# EXERCISE DETAILS:
Extract each line of the listing below that contains the string "blue", treating uppercase and lowercase as distinct.

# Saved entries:
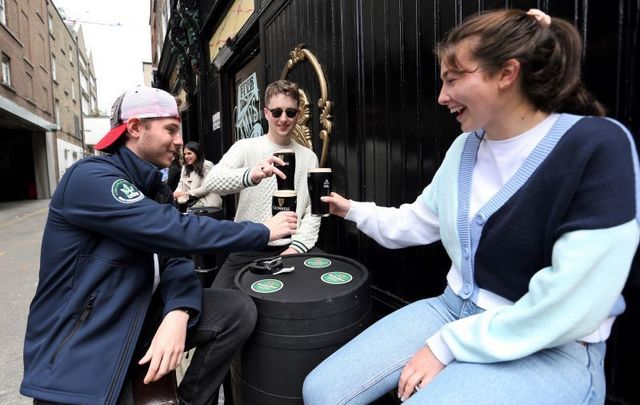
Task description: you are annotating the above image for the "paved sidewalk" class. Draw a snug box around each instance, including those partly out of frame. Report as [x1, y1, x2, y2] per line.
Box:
[0, 200, 49, 405]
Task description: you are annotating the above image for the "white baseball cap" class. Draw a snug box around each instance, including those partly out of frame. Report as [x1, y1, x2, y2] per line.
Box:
[94, 86, 180, 150]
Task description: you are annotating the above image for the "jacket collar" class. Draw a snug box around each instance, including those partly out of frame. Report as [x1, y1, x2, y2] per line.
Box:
[111, 145, 163, 196]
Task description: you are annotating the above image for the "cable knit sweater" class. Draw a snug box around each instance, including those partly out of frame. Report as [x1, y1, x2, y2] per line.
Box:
[203, 135, 320, 253]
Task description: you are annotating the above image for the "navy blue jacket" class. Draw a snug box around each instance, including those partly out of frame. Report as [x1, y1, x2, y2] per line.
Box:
[20, 147, 269, 405]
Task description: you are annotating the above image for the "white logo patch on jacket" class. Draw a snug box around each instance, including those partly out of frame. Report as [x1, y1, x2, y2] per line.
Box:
[111, 179, 144, 204]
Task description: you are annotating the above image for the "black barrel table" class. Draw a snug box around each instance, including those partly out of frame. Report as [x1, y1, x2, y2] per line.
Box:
[231, 254, 371, 405]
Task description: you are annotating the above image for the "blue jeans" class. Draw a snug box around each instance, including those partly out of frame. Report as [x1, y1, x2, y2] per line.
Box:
[303, 287, 606, 405]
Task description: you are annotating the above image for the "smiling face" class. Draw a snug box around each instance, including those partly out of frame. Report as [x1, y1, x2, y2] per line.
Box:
[438, 40, 501, 132]
[184, 148, 198, 165]
[127, 118, 182, 168]
[264, 93, 299, 145]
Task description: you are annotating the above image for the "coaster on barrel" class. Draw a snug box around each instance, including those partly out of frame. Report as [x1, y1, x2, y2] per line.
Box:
[251, 278, 284, 294]
[320, 271, 353, 284]
[304, 257, 331, 269]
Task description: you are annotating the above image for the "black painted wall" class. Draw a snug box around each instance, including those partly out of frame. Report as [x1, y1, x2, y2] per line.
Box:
[192, 0, 640, 404]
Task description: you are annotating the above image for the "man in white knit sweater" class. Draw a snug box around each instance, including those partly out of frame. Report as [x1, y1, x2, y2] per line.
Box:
[204, 80, 320, 288]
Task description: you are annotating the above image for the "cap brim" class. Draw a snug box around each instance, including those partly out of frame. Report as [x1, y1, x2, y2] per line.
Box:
[94, 123, 127, 150]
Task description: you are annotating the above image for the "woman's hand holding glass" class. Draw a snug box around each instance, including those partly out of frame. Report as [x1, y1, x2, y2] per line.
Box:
[320, 192, 351, 218]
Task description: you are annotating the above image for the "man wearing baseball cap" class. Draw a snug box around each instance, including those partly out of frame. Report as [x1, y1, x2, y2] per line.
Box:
[20, 87, 296, 405]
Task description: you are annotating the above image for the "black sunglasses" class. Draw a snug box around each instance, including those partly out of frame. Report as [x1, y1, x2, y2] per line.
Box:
[267, 108, 298, 118]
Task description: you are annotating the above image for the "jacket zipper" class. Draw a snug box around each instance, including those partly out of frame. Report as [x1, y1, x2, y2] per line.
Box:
[105, 294, 146, 404]
[49, 295, 96, 365]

# FINAL RESULT:
Task description: you are annotating the above image for the "navy blue jacket" class. Draw a snug box around each instance, including those partly out of frame. Report as [x1, y1, x2, y2] per line.
Task description: you are annotating the above image for the "blue jeans" class. Draw a snug box around each instance, including those partly out of frame. Report as [x1, y1, x2, y2] per line.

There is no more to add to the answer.